[Records]

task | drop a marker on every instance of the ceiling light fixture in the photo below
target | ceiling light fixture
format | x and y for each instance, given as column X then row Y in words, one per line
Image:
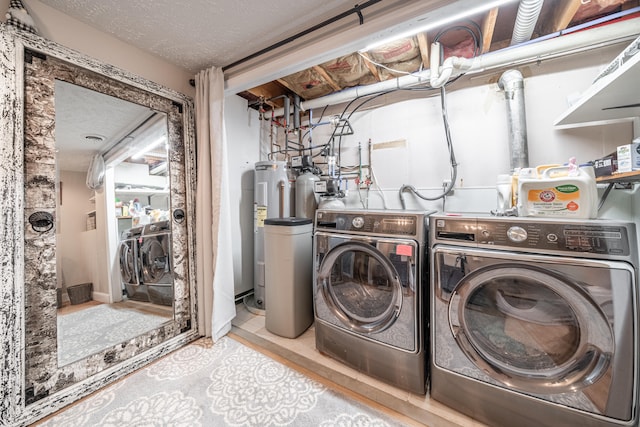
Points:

[Aim of the task] Could you copy every line in the records that holds "fixture"?

[Result for this task]
task | drop a marker on every instance of the ceiling light fixture in the photo below
target | ceiling light fixture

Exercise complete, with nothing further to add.